■ WHAT NEEDS TO BE DONE: Search the data for the word "tree" and copy every line that contains it.

■ EXTRACTED DATA:
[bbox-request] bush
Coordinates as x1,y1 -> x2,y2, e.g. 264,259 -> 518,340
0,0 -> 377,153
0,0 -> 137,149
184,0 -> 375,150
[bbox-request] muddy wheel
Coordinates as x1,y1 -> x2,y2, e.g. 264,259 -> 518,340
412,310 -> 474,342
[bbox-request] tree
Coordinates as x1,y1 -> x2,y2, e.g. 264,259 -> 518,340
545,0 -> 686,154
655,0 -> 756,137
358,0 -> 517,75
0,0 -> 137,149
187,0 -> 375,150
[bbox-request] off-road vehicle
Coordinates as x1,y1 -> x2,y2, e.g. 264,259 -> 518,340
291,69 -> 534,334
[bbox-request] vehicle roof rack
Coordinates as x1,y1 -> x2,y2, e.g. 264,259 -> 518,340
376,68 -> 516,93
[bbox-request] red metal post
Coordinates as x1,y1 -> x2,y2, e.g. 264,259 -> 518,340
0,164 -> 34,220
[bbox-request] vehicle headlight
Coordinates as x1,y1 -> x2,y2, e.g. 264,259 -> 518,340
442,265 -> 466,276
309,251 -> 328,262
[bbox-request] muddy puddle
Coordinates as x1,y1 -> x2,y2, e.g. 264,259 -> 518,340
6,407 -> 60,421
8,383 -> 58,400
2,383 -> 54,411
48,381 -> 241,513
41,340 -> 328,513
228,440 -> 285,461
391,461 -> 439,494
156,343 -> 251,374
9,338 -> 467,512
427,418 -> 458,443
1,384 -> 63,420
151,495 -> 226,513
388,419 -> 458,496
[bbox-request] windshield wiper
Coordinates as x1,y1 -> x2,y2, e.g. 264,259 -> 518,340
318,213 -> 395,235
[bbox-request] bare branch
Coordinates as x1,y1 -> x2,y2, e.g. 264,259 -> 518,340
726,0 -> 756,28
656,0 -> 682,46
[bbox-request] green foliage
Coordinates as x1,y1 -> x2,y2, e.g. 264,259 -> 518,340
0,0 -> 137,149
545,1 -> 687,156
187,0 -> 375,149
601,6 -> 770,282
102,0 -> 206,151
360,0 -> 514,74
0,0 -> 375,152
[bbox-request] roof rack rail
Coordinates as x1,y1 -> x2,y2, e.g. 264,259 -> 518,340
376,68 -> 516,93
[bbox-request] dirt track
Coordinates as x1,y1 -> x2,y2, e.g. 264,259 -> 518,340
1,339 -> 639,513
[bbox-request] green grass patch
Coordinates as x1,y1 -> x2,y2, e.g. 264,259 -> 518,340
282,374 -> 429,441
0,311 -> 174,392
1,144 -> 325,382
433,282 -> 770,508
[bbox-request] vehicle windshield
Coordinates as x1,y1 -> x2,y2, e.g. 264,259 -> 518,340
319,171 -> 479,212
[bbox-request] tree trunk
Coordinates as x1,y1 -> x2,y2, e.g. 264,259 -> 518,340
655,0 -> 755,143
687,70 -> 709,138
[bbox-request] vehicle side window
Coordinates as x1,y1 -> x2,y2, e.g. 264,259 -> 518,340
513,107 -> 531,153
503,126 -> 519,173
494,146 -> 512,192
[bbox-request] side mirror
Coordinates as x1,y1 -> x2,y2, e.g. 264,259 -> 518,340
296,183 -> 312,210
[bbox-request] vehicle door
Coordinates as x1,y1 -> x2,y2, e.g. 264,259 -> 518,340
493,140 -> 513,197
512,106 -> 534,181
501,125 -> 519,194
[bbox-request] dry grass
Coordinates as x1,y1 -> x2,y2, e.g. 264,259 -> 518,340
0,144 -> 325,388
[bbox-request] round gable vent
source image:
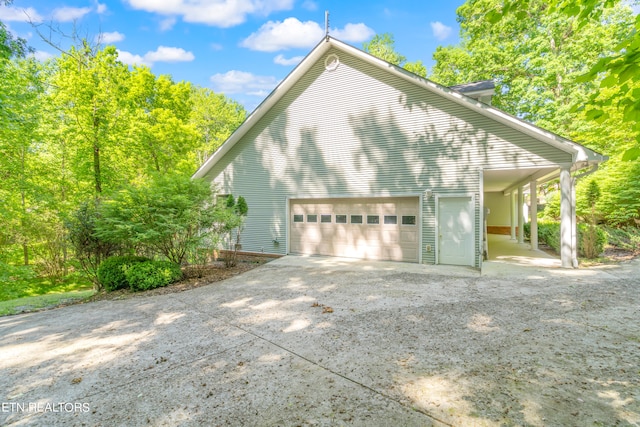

■ EXERCISE OUTPUT:
[bbox-request] tree
[bbox-request] tree trunk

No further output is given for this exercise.